◆ TEXTE CHOISI:
Le cadeau de Noël unique, parfait - d'aucuns diraient "divin" - se trouve dans une humble petite chose. Néanmoins, il faut autant de témérité que de génie pour oser l'offrir.  Et j'entends que ce terme de génie ne soit pas ici galvaudé.

En 1610, la fête de Noël n’existe pas à proprement parler mais les étrennes en sont l’ancêtre élégant. Cette tradition antique rythme aussi sûrement la succession des années qu’elle assèche les cassettes et autres menues économies, si bien que seuls les pécores en sont – de fait – exemptés.

Ainsi, au cœur des cours royales d’Europe, les aristocrates ne regardent pas la dépense si tant est qu’ils l’aient jamais regardée. Les rivalités de cours occupent passionnément ces personnages désœuvrés aussi bien que les iPad occupent la cervelle molle des enfants du XXIe siècle. Et chacun de minutieusement s’engluer dans de dispendieux présents : bijoux raffinés, étoffes délicates, tableaux de maîtres ou œuvres érudites s’échangent à la vue de tous.

Rares sont les cadeaux désintéressés et cette redoutable période rebat en partie les cartes des hiérarchies sociales de l’année à venir tout en couronnant les grands vainqueurs de l’année passée. Parfois pourtant, certaines âmes tiennent à allier l’utile à l’agréable et entendent éblouir l’esprit de protecteurs puissants et régulièrement doctes sans avoir à vider leur livret A.

Photographie d'un flocon de neige par Wilson Bentley (1865 - 1931).
Photographie d'un flocon de neige par Wilson Bentley (1865 - 1931).

À la cour de Prague, le mathématicien Johannes Kepler (1571 – 1630) réussit le pari d’émerveiller les oisifs les plus riches du royaume en ne déboursant pas un seul thaler. À son ami et protecteur Matthäus Wacker von Wackenels (1550 – 1619), conseiller à la cour de sa majesté Rudolf II (1552 – 1612), Kepler offre une curieuse étrenne : un flocon de neige.

Kepler allia-t-il l’art savant des mathématiques à une pingrerie maladive ? Rien de cela. Kepler adopta une échelle de richesse inédite à l’époque, celle de l’Univers.

Un livret de 24 pages accompagnait l’inhabituel présent. Écrit dans un latin plein d’humour pour qui savait le lire, ponctué de jeux de mots désopilants et d’une légèreté seyant à l’esprit de fête qui rimait avec cette époque de l’année, Kepler présenta et justifia dans ce texte le choix de ce cadeau au puissant conseiller de Rudolf II :

Je sais bien à quel point vous appréciez le Rien. Et donc je peux facilement dire qu’un cadeau vous fera d’autant plus plaisir qu’il se rapprochera de rien.

Or Kepler a entrevu dans le flocon de neige :

une étrenne des plus désirables pour l’amoureux du Rien, digne aussi d’un mathématicien, puisqu’elle descend du ciel et ressemble à une étoile.

Une si charmante introduction semblerait anodine si Kepler ne démontrait pas habilement à Matthäus Wacker von Wackenels que son cadeau bien insolite n’était rien de moins qu’une réflexion sur la structure de la matière, un sujet qui fascinait alors le génial mathématicien.

◆ DONNÉES FOURNIES:
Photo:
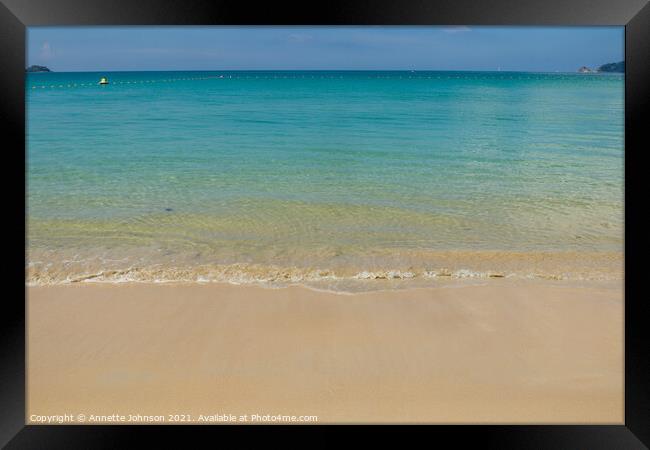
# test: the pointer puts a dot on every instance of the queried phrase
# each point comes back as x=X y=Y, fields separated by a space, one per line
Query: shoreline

◆ CONSIGNES:
(a) Recopiez le passage du texte sur l'étrenne de Kepler qui va de "Une si charmante" à "le génial mathématicien.".
(b) Répondez à ces questions sur le texte sur l'étrenne de Kepler :
(i) En quelle année se situe la scène racontée ?
(ii) Quel cadeau Kepler offre-t-il à Matthäus Wacker von Wackenels ?
(iii) Combien de pages compte le livret qui accompagnait ce présent ?
(c) Que pourrait-on écrire à la suite du texte sur l'étrenne de Kepler ? Prolongez-le à partir de sa dernière phrase.
Ces lignes n'ont aucun rapport avec le texte sur l'étrenne de Kepler.

◆ CORRIGÉ:
(a)
Une si charmante introduction semblerait anodine si Kepler ne démontrait pas habilement à Matthäus Wacker von Wackenels que son cadeau bien insolite n’était rien de moins qu’une réflexion sur la structure de la matière, un sujet qui fascinait alors le génial mathématicien.

(b)
(i) En 1610.
(ii) Un flocon de neige.
(iii) 24 pages.

(c)
Pour aborder ce problème avec autant de clarté que possible, il amorce son discours par l’étude de la forme hexagonale des flocons de neige car, tout comme Platon (Tonpla comme dirait Voltaire), Kepler pense que c’est la géométrie qui rend compte de l’univers.

Wilson Bentley (1865 - 1931), fermier américain passionné de photographie, fut le premier à immortaliser ces petits éléments gelés. Il réalisa plus de 5000 microphotographies de flocons de neige tout au long de sa vie.

Photographie d’un flocon de neige par Wilson Bentley (1865 – 1931) © Carl Hammer Gallery / Wilson Bentley

Photographie d'un flocon de neige par Wilson Bentley (1865 - 1931). Fermier américain passionné de photographie, il réalisa plus de 2000 microphotographies de flocons de neige © Carl Hammer Gallery / Wilson Bentley

À travers deux conjectures (c’est-à-dire des hypothèses sans démonstration, puisque le livret est sensé être un cadeau, pas une abstruse et angoissante épreuve de Math Sup), Kepler indique que la forme hexagonale est celle qui permet d’occuper un maximum d’espace en utilisant un minimum de matière. La forme du flocon de neige intègre ainsi une réflexion plus générale sur la forme de la matière qui structure l’univers.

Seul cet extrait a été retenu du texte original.